---- Text passage
Is it not more logical that this 22 acres will remain vacant land, and if we are lucky, may have a motel one day; or is it more likely that it will be carved up into bits and pieces and perhaps used as another car sales lot? Mr. Casey stated thousands of people use Freedom Park every day; and these people do not all come by car; you can see scores and scores of children coming – some on foot, some on bicycles – coming from quite a distance if you judge by the ragged clothes many of them wear. That these children should be considered.
Some will ask how much the park will be used. He asked of what use is a park and what are its possibilities in the years and generations to come? That he can counter with question of Old Ben Franklin – “Of what use is a new born baby?” Mr. Casey stated if this land is used only as a park, it will cost the City approximately $2.0 million; if it is used as a park and water side development, it will cost the City about $900,000 or $1.0 million. These figures represent 1/3 of the actual cost; the other two-thirds being borne by the federal government. That these figures are all estimates but to use this principally as park will cost the city approximately $1.0 to $2.0 million.
--------
---- Data provided
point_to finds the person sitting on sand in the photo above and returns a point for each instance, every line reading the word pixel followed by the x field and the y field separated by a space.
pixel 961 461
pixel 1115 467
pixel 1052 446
--------
Your assignment: Echo the text passage on the proposed park between "Some will ask" and "to $2.0 million.", inclusive.

Written solution:
Some will ask how much the park will be used. He asked of what use is a park and what are its possibilities in the years and generations to come? That he can counter with question of Old Ben Franklin – “Of what use is a new born baby?” Mr. Casey stated if this land is used only as a park, it will cost the City approximately $2.0 million; if it is used as a park and water side development, it will cost the City about $900,000 or $1.0 million. These figures represent 1/3 of the actual cost; the other two-thirds being borne by the federal government. That these figures are all estimates but to use this principally as park will cost the city approximately $1.0 to $2.0 million.